**BRIEF**.
List every line in the records below that contains the string "woman", matching case exactly.

:::::

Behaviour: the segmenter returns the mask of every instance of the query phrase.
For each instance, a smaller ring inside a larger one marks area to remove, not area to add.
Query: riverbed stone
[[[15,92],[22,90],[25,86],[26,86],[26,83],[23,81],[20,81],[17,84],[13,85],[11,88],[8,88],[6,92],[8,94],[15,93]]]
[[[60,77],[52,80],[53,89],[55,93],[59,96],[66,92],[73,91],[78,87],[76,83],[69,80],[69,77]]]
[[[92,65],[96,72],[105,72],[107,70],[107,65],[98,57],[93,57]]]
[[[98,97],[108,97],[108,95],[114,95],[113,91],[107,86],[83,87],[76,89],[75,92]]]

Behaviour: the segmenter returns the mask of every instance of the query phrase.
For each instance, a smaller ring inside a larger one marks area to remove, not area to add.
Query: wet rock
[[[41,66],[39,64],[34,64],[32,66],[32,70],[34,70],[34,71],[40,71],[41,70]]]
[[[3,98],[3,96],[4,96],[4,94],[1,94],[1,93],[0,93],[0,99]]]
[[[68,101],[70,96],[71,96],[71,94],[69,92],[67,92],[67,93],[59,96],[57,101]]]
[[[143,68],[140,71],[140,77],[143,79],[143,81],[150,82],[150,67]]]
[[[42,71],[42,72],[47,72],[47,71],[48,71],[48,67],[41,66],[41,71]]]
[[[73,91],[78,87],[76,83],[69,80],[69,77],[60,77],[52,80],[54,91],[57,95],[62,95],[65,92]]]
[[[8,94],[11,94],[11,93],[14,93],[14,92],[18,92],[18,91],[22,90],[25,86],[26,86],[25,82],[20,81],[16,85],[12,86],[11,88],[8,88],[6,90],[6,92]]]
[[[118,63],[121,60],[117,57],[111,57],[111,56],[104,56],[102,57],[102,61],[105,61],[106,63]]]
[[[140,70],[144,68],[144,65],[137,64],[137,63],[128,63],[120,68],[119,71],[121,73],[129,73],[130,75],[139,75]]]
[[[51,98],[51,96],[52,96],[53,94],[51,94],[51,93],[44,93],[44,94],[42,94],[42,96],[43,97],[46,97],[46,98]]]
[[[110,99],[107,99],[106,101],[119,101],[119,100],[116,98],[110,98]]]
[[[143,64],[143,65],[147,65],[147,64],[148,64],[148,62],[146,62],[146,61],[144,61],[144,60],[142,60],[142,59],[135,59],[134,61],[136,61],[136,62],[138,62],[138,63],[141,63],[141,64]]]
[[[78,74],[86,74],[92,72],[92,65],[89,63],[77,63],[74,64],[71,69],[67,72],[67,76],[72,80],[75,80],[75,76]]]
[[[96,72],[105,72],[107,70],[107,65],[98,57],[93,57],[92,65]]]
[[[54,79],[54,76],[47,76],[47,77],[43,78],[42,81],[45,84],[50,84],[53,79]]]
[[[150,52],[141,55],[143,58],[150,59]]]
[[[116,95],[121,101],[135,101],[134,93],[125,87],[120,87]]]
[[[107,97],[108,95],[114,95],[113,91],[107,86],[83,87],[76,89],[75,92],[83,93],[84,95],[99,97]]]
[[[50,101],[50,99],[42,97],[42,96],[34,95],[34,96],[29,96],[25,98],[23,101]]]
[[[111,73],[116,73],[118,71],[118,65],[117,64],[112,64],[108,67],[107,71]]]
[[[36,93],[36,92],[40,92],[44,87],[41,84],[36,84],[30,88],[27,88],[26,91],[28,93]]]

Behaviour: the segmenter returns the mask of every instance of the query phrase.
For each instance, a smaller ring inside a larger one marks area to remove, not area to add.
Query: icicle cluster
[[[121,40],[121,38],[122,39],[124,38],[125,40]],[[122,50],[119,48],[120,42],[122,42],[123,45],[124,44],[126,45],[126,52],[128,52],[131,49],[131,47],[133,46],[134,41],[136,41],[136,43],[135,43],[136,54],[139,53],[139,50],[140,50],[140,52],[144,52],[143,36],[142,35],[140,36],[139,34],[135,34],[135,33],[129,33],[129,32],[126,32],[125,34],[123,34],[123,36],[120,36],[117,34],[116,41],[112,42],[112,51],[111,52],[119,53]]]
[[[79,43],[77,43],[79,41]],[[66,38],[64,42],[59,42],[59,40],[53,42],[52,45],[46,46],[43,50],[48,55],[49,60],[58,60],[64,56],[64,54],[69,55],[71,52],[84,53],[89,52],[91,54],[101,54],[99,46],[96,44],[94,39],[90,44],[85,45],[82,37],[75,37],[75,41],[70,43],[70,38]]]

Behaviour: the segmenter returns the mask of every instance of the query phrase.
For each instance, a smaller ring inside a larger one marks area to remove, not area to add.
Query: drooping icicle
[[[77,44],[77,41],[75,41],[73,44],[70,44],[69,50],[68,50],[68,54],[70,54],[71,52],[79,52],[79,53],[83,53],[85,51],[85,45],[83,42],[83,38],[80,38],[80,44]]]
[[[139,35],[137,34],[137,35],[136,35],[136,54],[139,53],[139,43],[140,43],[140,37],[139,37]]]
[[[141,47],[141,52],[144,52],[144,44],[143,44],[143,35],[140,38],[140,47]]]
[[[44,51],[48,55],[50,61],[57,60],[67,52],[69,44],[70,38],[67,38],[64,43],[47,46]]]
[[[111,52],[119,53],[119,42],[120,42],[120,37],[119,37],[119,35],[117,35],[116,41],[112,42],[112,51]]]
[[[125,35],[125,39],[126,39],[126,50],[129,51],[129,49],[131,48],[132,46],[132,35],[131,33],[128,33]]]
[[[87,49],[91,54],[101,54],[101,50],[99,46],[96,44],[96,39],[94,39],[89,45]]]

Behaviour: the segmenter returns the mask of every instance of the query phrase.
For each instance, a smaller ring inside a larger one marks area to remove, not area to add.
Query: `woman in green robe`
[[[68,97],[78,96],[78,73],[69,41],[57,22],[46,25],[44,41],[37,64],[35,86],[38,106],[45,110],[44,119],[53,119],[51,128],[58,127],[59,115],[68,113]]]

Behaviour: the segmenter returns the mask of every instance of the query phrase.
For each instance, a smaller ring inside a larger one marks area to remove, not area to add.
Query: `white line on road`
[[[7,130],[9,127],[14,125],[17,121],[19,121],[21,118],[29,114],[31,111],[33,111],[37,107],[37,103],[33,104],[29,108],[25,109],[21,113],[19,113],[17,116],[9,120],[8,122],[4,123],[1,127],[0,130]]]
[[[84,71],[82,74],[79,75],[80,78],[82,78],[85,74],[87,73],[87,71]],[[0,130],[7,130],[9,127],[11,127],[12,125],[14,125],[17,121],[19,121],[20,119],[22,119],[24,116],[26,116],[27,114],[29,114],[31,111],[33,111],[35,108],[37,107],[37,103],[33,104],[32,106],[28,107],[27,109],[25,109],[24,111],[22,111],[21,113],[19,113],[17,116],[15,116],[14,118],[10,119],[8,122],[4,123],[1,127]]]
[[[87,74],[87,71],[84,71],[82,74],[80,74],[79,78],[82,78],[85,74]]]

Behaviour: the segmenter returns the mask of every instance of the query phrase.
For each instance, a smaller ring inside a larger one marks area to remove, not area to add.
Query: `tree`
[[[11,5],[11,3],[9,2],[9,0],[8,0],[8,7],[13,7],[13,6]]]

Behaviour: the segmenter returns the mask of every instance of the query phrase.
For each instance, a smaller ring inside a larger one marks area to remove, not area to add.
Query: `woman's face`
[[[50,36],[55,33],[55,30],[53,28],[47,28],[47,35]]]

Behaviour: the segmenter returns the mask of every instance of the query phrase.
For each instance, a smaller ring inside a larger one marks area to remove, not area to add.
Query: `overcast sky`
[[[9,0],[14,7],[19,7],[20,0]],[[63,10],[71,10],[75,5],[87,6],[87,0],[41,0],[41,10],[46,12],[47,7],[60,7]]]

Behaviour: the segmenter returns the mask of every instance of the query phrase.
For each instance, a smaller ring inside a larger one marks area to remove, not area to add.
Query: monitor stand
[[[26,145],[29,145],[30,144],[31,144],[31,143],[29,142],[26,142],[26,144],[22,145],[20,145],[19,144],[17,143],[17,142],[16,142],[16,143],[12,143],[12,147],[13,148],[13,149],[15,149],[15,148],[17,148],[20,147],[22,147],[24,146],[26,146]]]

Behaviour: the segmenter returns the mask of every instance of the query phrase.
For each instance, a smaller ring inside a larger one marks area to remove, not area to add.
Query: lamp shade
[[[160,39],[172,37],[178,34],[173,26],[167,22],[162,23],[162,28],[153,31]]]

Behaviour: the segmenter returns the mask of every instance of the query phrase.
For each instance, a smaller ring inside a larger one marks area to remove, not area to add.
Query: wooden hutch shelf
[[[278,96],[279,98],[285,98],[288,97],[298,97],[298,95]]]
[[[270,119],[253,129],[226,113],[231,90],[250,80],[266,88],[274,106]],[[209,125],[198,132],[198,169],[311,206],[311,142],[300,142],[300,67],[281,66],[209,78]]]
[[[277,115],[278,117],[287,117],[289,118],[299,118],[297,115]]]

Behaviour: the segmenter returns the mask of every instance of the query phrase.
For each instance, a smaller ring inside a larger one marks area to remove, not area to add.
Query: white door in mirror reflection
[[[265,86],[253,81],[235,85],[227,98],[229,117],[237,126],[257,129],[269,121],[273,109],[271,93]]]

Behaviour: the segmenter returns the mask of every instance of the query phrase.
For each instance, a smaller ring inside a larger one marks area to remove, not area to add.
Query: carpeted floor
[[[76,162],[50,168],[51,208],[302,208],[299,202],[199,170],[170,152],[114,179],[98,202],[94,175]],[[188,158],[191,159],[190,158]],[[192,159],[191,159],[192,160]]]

:::::

**SOLVED EXERCISE**.
Query: `woman in green robe`
Query: `woman's face`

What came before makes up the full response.